> _TASK DESCRIPTION_: Your answer must consist of the lines running from the one that holds "of the rescue" to the end of the data, copied exactly.

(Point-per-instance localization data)
⟨

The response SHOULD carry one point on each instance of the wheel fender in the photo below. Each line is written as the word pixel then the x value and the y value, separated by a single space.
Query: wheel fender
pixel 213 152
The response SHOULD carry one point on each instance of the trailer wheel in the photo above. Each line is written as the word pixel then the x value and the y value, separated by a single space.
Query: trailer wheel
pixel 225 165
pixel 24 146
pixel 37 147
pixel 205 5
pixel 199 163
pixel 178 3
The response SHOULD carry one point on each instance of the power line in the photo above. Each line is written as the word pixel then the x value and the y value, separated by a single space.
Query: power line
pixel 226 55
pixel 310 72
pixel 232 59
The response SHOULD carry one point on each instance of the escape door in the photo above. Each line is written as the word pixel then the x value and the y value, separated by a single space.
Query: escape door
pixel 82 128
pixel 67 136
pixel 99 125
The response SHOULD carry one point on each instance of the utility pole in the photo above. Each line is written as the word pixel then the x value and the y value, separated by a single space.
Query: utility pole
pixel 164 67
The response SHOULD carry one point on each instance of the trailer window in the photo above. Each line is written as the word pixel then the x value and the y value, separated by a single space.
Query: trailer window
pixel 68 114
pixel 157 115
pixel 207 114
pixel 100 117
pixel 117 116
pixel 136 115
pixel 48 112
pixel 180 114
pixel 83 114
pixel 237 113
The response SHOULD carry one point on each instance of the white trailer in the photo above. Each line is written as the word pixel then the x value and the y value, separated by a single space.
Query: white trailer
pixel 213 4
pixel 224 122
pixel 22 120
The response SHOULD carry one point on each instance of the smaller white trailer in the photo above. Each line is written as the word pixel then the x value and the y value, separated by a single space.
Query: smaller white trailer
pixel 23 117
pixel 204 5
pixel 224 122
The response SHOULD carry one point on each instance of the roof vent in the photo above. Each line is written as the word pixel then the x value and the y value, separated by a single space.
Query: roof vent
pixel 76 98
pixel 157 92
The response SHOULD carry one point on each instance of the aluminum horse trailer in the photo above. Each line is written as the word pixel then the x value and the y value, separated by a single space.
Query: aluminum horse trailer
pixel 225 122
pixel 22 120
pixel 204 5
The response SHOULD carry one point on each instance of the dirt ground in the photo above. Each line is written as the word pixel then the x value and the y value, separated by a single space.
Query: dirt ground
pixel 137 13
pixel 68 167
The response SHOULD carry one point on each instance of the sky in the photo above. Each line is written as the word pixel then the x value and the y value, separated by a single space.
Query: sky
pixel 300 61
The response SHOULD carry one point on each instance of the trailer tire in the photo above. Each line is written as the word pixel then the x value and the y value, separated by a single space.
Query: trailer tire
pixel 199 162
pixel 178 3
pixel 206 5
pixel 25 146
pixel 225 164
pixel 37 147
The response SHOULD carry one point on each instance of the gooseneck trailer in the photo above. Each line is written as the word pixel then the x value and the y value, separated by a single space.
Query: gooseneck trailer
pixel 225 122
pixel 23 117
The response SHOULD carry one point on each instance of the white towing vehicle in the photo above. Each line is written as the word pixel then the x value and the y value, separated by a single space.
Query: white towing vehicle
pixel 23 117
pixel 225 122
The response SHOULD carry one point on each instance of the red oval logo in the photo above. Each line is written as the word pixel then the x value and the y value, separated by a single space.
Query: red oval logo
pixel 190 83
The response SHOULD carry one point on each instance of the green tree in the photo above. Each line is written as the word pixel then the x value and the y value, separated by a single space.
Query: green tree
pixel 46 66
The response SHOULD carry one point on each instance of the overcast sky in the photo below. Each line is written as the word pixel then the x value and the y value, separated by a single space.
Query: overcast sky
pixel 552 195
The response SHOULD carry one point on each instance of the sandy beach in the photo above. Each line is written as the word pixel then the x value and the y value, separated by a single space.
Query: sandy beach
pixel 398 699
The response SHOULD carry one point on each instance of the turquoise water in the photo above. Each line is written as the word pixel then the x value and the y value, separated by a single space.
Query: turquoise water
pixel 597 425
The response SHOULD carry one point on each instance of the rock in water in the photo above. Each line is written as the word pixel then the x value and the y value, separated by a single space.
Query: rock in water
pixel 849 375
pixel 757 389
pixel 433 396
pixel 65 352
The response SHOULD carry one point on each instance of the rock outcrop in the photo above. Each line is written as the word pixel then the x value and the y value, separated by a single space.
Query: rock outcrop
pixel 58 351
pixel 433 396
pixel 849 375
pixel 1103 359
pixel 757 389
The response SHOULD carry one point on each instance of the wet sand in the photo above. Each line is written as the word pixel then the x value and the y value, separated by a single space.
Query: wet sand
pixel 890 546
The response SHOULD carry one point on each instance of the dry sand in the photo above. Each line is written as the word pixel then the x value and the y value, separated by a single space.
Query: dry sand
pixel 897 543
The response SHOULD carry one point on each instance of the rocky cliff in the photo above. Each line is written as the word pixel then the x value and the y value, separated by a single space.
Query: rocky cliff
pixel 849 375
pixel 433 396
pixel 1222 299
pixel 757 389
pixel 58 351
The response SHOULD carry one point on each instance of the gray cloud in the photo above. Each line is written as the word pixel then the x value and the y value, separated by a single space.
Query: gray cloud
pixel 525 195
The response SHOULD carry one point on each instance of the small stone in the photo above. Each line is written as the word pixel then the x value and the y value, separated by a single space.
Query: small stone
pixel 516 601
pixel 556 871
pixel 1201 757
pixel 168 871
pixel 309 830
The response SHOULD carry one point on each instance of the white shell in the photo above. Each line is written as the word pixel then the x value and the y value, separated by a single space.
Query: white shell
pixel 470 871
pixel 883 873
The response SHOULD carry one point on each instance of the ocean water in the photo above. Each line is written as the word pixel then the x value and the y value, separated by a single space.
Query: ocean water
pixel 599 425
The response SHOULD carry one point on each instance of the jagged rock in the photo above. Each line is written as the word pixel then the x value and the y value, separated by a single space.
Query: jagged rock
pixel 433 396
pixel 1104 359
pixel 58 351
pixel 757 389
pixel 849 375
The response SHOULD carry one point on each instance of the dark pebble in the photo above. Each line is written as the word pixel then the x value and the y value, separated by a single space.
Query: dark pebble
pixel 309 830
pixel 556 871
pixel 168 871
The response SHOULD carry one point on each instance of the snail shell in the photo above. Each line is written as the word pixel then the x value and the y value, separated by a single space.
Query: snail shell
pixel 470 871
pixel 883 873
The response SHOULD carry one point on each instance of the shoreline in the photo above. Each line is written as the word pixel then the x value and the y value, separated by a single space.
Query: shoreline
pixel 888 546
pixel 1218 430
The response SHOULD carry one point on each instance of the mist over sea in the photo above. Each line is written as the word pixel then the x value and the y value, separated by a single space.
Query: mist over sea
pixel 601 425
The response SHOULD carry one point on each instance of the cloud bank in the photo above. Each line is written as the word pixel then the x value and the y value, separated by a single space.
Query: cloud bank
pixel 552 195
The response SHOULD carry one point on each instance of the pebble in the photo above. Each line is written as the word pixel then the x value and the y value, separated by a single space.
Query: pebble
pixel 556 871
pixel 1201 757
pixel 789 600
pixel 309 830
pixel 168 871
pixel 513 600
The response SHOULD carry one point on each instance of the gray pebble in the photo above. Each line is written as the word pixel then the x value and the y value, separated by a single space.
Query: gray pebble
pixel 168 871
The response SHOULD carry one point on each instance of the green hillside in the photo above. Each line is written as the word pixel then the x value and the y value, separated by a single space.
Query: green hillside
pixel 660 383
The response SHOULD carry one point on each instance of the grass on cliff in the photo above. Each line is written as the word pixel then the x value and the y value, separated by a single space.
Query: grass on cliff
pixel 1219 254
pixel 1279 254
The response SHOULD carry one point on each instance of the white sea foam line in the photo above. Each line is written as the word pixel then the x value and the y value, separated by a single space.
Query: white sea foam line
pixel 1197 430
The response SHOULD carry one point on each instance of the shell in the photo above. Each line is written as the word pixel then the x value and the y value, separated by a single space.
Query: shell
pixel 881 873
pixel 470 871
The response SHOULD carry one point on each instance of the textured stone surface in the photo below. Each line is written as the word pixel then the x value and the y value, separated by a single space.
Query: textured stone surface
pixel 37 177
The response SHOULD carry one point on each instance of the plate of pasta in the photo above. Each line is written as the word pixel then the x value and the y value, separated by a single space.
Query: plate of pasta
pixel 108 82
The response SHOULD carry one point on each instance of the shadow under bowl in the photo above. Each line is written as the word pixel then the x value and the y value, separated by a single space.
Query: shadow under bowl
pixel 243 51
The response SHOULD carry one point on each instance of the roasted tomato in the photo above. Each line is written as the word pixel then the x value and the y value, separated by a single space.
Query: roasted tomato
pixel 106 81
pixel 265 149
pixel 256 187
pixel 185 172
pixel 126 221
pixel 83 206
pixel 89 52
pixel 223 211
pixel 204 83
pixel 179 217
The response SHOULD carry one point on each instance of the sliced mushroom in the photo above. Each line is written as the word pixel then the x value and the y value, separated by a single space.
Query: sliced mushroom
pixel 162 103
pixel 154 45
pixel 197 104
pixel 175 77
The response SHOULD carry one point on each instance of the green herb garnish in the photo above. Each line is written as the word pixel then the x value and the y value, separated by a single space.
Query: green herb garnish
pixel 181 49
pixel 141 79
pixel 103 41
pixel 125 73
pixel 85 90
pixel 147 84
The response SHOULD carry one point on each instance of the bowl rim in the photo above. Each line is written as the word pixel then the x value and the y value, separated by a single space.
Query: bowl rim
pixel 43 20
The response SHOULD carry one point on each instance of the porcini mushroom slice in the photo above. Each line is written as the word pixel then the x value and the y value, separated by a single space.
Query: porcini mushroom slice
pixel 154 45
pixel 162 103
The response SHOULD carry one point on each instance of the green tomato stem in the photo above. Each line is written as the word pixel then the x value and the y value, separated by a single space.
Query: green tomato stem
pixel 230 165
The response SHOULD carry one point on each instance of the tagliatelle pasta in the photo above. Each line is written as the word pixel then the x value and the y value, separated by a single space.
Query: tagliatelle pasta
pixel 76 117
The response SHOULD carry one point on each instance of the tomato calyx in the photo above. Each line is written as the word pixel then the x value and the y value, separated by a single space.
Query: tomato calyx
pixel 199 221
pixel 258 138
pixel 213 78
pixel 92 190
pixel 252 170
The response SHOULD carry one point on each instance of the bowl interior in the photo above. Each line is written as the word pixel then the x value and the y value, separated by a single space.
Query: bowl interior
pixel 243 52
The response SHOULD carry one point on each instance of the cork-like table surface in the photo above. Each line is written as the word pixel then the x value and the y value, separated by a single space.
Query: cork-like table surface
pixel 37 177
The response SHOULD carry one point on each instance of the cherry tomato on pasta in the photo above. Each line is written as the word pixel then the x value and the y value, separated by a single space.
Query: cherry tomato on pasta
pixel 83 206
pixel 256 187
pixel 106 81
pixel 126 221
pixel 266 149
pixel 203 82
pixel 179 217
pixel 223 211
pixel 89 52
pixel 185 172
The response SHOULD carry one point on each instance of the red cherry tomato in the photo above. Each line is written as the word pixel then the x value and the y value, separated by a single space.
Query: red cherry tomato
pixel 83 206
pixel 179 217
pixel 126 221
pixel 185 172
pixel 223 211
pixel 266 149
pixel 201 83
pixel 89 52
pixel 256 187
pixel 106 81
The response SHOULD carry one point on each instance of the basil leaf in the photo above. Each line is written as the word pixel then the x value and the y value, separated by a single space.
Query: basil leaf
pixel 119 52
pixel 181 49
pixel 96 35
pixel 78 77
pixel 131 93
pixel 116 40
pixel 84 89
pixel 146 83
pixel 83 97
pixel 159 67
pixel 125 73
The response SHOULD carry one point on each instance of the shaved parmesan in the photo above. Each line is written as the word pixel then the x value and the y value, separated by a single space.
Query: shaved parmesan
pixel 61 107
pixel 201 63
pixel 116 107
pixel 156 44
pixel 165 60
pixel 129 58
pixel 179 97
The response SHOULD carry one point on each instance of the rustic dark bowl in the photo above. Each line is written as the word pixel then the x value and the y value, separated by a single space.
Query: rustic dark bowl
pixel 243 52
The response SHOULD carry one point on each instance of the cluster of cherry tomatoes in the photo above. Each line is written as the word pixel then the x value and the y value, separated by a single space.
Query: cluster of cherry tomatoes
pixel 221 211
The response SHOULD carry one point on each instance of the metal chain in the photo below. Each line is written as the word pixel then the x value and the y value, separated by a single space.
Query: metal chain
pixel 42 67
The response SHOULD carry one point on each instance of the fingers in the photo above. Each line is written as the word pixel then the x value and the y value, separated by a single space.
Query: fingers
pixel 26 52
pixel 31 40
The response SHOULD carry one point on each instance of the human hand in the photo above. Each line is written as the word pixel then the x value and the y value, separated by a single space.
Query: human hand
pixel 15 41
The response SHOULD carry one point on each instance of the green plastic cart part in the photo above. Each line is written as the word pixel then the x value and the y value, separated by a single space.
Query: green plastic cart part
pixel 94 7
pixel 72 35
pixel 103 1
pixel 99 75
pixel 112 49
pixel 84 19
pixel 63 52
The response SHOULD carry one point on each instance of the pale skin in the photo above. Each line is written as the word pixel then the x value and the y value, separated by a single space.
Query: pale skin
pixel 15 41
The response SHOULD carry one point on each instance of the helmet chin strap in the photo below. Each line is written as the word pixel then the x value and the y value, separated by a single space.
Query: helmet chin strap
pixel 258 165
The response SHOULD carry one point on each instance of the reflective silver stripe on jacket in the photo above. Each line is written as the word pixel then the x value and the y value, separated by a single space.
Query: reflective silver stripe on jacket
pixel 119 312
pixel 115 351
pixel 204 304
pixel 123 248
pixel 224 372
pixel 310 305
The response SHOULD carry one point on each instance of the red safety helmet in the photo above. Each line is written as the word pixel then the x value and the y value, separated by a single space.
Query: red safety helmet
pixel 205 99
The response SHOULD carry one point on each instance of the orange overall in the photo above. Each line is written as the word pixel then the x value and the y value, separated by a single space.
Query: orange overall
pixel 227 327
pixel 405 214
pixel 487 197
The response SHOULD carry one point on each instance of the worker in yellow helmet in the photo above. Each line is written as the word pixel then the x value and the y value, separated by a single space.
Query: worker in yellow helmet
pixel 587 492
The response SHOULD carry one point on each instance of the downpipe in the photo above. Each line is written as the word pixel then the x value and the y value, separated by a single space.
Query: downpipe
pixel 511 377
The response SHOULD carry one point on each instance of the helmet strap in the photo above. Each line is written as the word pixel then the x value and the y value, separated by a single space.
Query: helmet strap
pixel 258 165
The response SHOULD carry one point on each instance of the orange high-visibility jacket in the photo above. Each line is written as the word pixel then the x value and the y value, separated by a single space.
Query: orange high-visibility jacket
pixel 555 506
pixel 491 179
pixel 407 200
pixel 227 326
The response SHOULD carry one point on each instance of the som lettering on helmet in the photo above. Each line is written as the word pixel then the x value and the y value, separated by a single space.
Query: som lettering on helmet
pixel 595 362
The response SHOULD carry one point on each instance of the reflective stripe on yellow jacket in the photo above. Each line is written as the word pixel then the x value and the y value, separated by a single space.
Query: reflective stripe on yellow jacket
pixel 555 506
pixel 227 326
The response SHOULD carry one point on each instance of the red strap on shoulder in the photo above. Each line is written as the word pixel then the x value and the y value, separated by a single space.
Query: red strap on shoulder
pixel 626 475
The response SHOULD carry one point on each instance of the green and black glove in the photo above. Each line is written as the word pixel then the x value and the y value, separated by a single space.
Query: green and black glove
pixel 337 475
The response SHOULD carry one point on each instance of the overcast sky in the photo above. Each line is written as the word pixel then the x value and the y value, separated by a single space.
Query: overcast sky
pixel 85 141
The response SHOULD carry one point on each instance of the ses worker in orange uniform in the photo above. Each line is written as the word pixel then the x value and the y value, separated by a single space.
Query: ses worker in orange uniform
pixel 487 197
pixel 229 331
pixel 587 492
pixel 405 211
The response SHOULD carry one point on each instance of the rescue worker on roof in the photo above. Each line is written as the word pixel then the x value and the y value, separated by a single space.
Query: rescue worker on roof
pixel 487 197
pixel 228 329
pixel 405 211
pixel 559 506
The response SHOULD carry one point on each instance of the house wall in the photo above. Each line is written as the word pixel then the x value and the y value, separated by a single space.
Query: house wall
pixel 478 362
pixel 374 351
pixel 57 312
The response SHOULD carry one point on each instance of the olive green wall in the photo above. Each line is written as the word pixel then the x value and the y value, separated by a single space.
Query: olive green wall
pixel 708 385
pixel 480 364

⟩

> _TASK RESPONSE_:
The response SHOULD carry one point on each instance of the rescue worker on roof in the photo above. Each line is written as the word pixel then the x value and the y value, separated by a single space.
Query: rescue worker on roof
pixel 487 197
pixel 228 329
pixel 405 211
pixel 559 506
The response SHOULD carry one point on each instance of the house wall in the photo above. Each line is written as the word pixel then the x value and the y value, separated by a single space.
Query: house wall
pixel 478 362
pixel 374 351
pixel 57 312
The response SHOULD carry one point on each instance of the olive green wall in the photo above. Each line is written as the word pixel then the x value and the y value, separated by a single space.
Query: olive green wall
pixel 708 385
pixel 480 364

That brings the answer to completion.